• **EXCERPT TO READ**
How I Met Your Mother: “The Drunk Train”
Last week’s misfire got me worried about HIMYM. That’s not a feeling I’ve had through this whole season, despite the usual cultural chatter about how it’s lost its way. This season has featured our gang being funny, expressing touching emotions, and expertly dancing their way through complex and delightful episode structures—and occasionally doing two or three of those highly entertaining things at the same time. What was so troubling about last week is that it was an 0-fer on the HIMYM tote board.
So even though “The Drunk Train” isn’t especially funny, and even though it doesn’t demonstrate the dazzling facility with construction that the show does so well, I still regard it as a return to form, because it had those touching emotions. Not at the level of “Symphony of Illumination,” which is still the high point for deeply-affecting HIMYM this season. But I was moved by the unexpected way that Marshall and Lily’s concerns about scorekeeping intersected with Robin’s reasons for turning down Kevin, and I am both intrigued and troubled by the way Ted and Barney, separately, are about to have their self-images challenged by women they can’t get out of their heads.

• **RECORD EXCERPTS**
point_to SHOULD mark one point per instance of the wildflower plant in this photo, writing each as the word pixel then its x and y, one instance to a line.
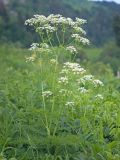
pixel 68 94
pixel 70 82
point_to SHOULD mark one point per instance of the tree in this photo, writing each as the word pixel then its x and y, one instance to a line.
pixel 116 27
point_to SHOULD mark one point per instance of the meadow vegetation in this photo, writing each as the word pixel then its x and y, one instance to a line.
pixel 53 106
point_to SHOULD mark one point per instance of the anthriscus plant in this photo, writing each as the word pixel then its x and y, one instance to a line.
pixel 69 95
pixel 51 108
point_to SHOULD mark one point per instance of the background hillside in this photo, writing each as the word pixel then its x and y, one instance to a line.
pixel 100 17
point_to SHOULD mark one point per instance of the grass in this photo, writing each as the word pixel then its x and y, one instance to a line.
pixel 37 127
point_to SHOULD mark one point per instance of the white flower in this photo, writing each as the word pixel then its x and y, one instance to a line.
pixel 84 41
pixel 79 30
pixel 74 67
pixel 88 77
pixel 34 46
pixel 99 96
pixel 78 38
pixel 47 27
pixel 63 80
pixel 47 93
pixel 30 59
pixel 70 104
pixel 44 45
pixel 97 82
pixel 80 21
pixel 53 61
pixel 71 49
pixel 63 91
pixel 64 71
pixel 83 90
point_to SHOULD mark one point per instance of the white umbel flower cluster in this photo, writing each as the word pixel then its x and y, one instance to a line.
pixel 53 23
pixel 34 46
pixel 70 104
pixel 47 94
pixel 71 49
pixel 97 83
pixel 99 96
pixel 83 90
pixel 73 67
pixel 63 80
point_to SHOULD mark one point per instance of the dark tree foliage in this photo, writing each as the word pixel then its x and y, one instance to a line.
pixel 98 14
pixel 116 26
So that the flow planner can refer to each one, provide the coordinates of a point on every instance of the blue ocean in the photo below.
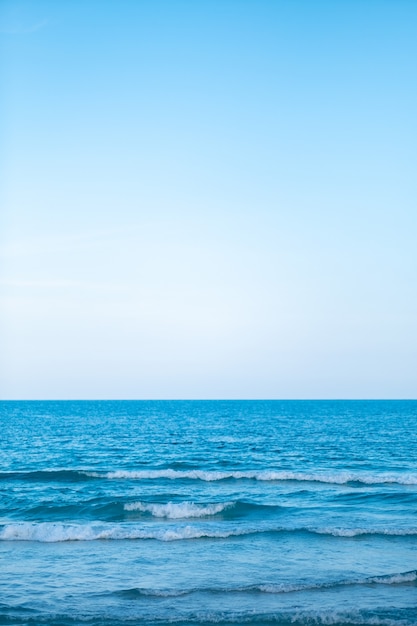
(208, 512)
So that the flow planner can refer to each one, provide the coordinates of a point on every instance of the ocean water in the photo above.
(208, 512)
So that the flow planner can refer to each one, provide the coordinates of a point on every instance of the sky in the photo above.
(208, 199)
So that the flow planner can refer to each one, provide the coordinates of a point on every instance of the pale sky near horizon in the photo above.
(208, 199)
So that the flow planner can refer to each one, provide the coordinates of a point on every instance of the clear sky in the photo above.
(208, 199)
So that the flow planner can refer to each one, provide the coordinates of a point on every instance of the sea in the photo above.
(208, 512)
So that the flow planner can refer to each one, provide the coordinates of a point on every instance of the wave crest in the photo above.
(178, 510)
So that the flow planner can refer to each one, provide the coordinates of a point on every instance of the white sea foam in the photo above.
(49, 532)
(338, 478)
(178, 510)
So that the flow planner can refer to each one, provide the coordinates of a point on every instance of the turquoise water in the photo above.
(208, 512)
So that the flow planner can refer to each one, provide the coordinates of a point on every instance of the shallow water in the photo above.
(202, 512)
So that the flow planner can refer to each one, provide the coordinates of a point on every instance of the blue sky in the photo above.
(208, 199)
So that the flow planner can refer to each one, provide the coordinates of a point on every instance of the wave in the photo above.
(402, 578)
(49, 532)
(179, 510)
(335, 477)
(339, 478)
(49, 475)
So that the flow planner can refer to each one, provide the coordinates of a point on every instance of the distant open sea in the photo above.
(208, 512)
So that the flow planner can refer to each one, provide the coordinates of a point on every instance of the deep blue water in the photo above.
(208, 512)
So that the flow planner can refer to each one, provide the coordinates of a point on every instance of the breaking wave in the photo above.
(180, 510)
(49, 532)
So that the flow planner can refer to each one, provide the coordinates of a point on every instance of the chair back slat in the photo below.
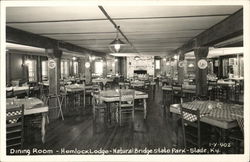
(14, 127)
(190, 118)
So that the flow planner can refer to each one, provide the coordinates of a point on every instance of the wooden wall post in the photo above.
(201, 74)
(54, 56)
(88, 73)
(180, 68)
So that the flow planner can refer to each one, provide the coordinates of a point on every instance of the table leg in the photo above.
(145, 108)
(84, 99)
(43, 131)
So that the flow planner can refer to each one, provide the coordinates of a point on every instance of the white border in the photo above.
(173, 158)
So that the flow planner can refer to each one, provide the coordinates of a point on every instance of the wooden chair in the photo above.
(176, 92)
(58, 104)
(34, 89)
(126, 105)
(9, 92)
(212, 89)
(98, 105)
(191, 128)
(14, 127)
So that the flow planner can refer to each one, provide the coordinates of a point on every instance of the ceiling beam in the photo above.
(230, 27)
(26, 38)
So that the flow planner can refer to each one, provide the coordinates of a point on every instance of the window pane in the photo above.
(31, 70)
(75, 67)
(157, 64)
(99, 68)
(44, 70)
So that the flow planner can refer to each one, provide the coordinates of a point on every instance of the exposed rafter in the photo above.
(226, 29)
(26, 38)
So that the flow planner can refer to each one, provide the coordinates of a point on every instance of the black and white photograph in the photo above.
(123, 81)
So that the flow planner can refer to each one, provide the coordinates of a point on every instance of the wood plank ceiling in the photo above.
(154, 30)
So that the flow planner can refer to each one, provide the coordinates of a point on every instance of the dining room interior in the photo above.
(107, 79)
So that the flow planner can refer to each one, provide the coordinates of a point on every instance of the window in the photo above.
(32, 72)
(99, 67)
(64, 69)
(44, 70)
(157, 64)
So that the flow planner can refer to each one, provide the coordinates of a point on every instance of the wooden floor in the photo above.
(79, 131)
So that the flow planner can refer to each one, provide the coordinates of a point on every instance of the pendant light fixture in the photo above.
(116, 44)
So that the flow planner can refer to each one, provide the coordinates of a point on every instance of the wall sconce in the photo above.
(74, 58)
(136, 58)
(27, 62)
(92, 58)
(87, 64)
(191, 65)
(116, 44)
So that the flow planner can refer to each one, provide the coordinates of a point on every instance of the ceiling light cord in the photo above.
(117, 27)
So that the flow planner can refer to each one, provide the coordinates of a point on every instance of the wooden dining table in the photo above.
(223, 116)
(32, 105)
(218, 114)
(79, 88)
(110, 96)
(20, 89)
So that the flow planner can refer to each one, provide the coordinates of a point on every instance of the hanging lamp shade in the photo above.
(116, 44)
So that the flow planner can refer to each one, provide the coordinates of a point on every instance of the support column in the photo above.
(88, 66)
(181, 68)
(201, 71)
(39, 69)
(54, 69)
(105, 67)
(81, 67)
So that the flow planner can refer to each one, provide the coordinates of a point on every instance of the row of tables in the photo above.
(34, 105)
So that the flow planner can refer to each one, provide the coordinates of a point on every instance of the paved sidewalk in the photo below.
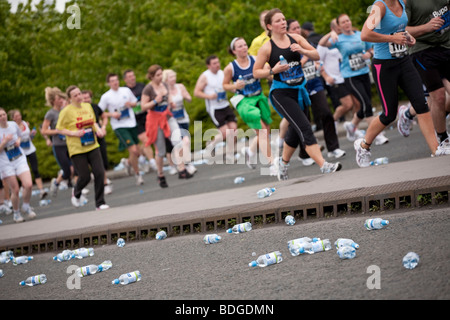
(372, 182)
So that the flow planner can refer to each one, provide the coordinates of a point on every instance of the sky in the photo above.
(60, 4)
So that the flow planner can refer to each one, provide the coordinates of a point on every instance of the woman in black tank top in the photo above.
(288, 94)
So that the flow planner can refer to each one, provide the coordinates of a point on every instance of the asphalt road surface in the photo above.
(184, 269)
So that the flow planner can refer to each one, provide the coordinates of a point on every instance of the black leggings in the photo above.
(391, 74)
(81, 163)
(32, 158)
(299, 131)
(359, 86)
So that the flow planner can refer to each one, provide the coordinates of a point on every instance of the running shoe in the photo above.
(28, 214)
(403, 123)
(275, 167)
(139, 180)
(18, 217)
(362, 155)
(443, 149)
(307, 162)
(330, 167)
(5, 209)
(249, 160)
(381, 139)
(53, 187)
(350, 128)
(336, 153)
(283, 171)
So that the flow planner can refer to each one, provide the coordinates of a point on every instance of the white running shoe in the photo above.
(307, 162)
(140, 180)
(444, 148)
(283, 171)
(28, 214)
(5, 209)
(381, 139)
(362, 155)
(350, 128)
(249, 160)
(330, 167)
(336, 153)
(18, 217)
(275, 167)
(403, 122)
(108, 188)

• **EXERCISE 1**
In the review of "The Drunk Train," why does the writer still call the episode a return to form even though it isn't especially funny and lacks clever construction? Answer in one to three sentences.
• **EXERCISE 2**
Carry the review of the How I Met Your Mother episode "The Drunk Train" forward from its last sentence.

• **TASK OUTPUT 1**
The writer calls it a return to form because it had touching emotions, one of the entertaining things the show does well. The previous week's episode had been troubling because it managed none of them.

• **TASK OUTPUT 2**
Why does Robin turn down Kevin when he proposes at their out-of-town couples retreat with Marshall and Lily? She thinks it’s because of her secret—that she can never have kids, and doesn’t want them. By forcing her to reveal this, Kevin has put their relationship at a crossroads. At first he’s magnanimous, repeating his proposal twice after she tries to make the situation clear. But Robin is soon in the position of trying to talk him out of the proposal altogether, and she succeeds. The key is her line: “I just don’t think I could ever owe someone that much.” Now this I completely understand. To have someone sacrifice a dream for you, no matter how distant or vague, is to be in a hole on the scoreboard that you have no chance of overcoming. You may be determined not to keep score, but indebtedness isn’t something you can talk or think yourself out of. It’s an existential reality. Nobody gets to erase the board, even with the other person’s permission.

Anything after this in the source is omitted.